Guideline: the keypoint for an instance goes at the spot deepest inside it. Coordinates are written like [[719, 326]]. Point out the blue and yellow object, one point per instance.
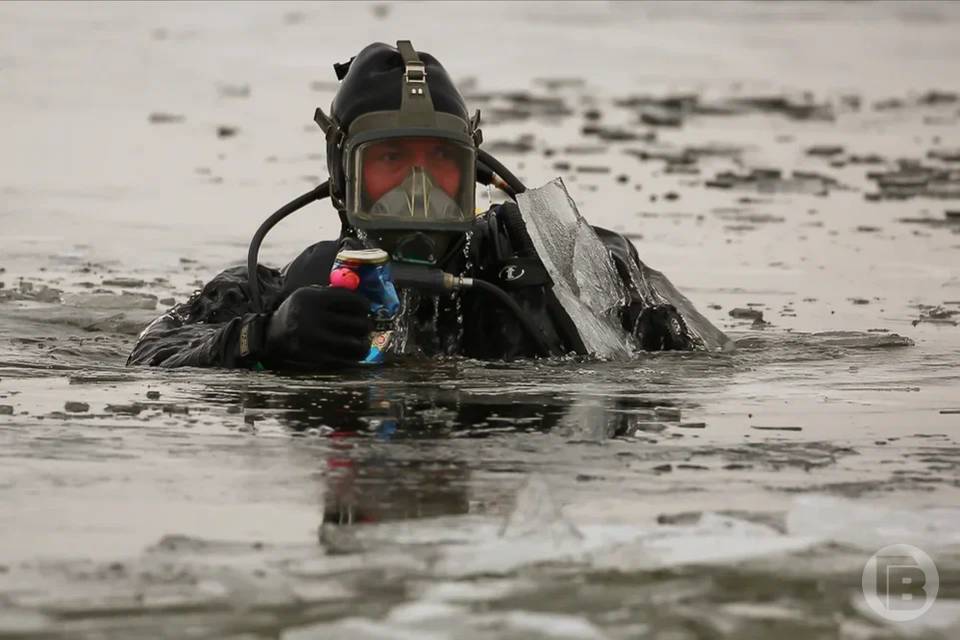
[[367, 271]]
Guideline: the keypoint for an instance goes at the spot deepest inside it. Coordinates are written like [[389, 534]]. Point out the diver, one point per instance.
[[404, 157]]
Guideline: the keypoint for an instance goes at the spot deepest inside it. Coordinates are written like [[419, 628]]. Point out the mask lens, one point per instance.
[[416, 181]]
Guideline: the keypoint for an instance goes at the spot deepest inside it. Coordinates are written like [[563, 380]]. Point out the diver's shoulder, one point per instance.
[[312, 266]]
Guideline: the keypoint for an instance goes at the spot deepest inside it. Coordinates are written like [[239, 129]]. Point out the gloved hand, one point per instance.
[[319, 327], [661, 328]]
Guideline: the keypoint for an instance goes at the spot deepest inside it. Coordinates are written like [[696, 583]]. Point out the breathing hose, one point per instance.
[[253, 253]]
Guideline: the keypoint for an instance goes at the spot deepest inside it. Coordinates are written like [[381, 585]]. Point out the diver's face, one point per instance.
[[388, 163]]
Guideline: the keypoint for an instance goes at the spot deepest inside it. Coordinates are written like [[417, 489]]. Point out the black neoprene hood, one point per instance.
[[374, 82]]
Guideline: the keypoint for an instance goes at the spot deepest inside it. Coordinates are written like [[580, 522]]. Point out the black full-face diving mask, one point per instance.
[[408, 174]]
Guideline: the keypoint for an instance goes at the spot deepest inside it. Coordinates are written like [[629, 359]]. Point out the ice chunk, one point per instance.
[[715, 539], [536, 514], [585, 279]]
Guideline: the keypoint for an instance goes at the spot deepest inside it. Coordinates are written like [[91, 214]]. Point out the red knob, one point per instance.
[[344, 278]]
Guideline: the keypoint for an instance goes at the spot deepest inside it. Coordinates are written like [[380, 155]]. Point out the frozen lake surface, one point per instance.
[[793, 168]]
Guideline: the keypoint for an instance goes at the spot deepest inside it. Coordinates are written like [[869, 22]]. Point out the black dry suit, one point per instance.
[[204, 331]]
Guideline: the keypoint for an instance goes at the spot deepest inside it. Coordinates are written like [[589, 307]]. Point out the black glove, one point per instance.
[[318, 327], [661, 328]]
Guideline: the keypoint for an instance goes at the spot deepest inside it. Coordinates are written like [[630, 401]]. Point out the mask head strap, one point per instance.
[[416, 105]]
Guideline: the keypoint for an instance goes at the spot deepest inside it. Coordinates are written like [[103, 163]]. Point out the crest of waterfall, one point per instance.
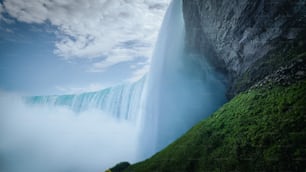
[[181, 89], [122, 101]]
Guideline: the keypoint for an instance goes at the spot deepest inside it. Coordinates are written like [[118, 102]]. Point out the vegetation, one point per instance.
[[281, 55], [262, 129]]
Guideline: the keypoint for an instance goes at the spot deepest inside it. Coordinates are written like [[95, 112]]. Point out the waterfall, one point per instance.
[[134, 119], [181, 89], [122, 101]]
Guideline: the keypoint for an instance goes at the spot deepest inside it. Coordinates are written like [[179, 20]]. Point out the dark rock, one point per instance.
[[235, 35]]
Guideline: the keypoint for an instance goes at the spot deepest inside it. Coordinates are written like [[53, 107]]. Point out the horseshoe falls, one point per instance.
[[93, 131], [181, 88]]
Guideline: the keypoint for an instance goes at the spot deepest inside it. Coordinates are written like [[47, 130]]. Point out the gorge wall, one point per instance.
[[242, 38]]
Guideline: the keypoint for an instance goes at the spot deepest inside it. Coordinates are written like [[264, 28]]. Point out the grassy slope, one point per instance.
[[258, 130]]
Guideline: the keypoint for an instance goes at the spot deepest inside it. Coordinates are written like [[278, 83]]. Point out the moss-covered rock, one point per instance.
[[263, 129]]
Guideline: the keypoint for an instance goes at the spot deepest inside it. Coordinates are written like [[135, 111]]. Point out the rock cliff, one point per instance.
[[236, 35]]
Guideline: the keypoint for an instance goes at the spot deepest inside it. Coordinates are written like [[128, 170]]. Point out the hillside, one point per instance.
[[263, 129]]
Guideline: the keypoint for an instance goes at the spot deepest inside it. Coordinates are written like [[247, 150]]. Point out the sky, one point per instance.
[[72, 46]]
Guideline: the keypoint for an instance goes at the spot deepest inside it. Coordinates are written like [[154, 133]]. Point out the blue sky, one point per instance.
[[70, 46]]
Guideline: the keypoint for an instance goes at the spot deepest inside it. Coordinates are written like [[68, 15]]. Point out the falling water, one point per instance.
[[181, 89], [89, 131]]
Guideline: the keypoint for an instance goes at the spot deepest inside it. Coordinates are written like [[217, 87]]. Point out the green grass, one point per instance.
[[259, 130]]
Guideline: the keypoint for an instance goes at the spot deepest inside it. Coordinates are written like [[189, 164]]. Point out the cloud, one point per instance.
[[96, 28]]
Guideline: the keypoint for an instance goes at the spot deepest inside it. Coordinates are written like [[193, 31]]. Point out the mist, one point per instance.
[[57, 139]]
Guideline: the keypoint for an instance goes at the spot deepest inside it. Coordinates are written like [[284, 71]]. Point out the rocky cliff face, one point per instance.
[[236, 34]]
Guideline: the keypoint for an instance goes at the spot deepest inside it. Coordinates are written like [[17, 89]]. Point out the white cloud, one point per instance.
[[96, 28]]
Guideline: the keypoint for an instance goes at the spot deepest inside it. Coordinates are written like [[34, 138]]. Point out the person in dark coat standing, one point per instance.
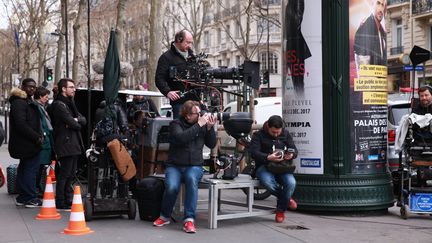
[[296, 46], [68, 144], [41, 98], [263, 147], [370, 46], [172, 63], [25, 141], [188, 136]]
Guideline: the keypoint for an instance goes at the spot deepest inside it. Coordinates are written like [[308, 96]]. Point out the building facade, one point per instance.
[[409, 23]]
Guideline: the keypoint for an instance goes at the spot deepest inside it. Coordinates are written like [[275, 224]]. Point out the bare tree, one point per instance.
[[243, 14], [29, 18], [190, 15], [155, 44], [61, 41], [121, 22], [77, 52]]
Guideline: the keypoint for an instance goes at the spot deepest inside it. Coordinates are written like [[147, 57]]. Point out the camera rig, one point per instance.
[[212, 81]]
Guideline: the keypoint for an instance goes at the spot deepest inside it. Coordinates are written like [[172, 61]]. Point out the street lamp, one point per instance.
[[268, 50]]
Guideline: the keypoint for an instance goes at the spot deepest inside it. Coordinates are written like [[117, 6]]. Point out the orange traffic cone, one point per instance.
[[77, 225], [51, 172], [48, 210]]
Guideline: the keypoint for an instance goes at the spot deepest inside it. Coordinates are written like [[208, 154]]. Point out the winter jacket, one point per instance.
[[173, 62], [25, 127], [121, 123], [262, 144], [187, 142], [67, 131]]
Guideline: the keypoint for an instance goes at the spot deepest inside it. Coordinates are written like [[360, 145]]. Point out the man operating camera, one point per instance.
[[188, 136], [173, 64]]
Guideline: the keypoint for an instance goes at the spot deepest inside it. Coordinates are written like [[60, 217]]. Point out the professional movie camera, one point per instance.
[[199, 70]]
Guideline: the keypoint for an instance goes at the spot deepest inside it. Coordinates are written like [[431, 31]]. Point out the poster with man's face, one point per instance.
[[368, 85], [302, 81]]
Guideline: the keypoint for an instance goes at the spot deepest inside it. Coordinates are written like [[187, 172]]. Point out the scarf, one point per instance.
[[69, 103]]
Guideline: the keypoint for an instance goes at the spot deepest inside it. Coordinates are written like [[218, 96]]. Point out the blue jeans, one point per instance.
[[174, 176], [281, 186], [176, 110], [26, 178]]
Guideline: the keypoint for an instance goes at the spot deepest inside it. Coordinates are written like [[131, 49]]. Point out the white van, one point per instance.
[[264, 108]]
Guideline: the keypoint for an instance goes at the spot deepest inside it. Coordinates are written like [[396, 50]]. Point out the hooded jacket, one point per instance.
[[262, 144], [25, 126], [67, 130], [187, 142], [173, 63]]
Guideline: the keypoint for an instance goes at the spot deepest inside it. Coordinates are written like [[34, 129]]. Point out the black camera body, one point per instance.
[[199, 70]]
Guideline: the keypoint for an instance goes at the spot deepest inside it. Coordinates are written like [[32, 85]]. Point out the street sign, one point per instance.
[[419, 55], [411, 68]]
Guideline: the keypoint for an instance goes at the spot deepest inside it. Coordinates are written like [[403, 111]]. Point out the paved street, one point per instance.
[[19, 225]]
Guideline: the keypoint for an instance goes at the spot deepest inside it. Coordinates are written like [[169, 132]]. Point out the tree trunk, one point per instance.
[[77, 55], [121, 22], [155, 45], [60, 44]]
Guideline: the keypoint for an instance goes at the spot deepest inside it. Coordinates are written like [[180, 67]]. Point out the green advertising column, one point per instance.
[[335, 103]]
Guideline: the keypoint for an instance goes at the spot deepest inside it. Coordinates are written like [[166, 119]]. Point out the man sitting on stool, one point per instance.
[[188, 135], [273, 136]]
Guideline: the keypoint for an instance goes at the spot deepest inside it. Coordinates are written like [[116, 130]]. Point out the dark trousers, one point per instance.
[[66, 175], [176, 110], [26, 178]]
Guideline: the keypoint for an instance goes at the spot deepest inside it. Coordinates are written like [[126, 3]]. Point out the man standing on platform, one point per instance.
[[173, 64], [188, 135], [25, 142], [68, 144]]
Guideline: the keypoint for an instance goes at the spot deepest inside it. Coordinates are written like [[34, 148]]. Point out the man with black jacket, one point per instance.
[[68, 144], [266, 146], [188, 135], [25, 141], [174, 63], [425, 101]]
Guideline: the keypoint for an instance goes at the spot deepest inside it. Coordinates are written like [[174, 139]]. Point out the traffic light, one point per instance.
[[266, 77], [49, 74]]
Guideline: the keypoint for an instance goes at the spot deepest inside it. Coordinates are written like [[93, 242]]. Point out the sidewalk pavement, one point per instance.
[[18, 224]]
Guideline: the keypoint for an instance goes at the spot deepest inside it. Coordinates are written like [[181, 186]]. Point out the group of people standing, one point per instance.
[[40, 133], [192, 129]]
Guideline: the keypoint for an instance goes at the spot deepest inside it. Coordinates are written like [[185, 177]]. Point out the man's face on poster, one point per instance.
[[379, 7], [425, 98]]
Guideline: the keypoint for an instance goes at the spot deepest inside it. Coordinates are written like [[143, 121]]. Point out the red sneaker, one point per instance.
[[189, 227], [160, 222], [292, 205], [280, 217]]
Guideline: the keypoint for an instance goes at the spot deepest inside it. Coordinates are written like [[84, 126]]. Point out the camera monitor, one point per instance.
[[251, 76]]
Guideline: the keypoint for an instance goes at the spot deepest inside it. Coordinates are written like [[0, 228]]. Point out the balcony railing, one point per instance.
[[421, 6], [396, 50], [394, 2]]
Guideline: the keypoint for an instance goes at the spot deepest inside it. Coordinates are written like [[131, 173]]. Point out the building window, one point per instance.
[[430, 37], [237, 30], [227, 32], [238, 60], [206, 39], [397, 45], [273, 67], [262, 25]]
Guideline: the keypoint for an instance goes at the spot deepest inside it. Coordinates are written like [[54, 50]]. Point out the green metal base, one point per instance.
[[348, 193]]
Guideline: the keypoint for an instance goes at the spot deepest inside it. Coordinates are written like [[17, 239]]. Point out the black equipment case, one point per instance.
[[11, 172], [149, 192]]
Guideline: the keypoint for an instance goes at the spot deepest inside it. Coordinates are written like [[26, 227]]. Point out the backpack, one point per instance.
[[104, 128]]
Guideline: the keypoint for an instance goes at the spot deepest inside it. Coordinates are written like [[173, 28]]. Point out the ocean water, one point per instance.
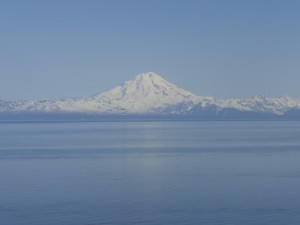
[[92, 173]]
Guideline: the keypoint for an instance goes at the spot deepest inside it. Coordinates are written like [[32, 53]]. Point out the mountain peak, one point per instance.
[[149, 76], [145, 93]]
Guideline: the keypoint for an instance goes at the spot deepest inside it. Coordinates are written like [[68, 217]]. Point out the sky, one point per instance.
[[53, 49]]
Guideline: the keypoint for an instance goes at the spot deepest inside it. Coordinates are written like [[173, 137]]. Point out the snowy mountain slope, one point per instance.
[[149, 93]]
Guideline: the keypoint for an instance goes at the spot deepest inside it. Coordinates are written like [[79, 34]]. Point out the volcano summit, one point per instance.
[[148, 94]]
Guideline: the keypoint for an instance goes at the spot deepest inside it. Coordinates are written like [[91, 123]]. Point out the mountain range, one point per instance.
[[148, 94]]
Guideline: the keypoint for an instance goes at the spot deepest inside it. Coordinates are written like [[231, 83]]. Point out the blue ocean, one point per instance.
[[154, 173]]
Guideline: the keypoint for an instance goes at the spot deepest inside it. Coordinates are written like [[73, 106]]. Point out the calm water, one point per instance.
[[150, 173]]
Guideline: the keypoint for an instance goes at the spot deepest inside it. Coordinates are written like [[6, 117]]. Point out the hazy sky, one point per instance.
[[54, 49]]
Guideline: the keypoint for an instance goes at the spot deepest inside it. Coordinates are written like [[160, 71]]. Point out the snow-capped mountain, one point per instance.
[[150, 94]]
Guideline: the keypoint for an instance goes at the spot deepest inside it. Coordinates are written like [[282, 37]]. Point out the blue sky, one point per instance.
[[54, 49]]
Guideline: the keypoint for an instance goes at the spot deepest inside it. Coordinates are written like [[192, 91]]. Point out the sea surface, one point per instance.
────────────────────
Could you arrange the items above as a two-column CSV with the columns text and answer, starting at the beginning of the items and ending at the line containing "[[388, 163]]", one row per item, each field quoted and line breaks turned into spaces? Leave the pictures out.

#### Exercise output
text,answer
"Guideline: the keypoint for an instance goes at the spot deepest inside it. Coordinates are written like [[719, 326]]. Point out the blue and yellow object, one point per instance.","[[367, 271]]"
"Guideline: the keypoint for an instance goes at the spot deepest inside it. Coordinates are written like [[389, 534]]. Point out the diver, one point per instance.","[[404, 157]]"
"Guideline: the keypoint for an instance goes at the spot deepest inside it. Coordinates are written like [[419, 628]]. Point out the mask lens, one point per instance.","[[416, 181]]"
"Guideline: the keypoint for an instance goes at the spot deepest inside it. Coordinates are written like [[563, 380]]. Point out the diver's shoulder, one point per instance.","[[312, 266]]"
"Guideline: the keypoint for an instance goes at the spot deepest inside it. Coordinates are written like [[239, 129]]. Point out the gloved hand, one point per instance.","[[319, 327], [661, 328]]"
"Guideline: the keypoint for an instance goes at the spot deepest inside it. Coordinates are written like [[696, 583]]. Point out the breathing hose, one point per instance.","[[253, 253]]"
"Guideline: the keypoint for an instance goes at the spot deepest inside it. Coordinates are written like [[381, 585]]. Point out the diver's face, one point per instance.","[[388, 163]]"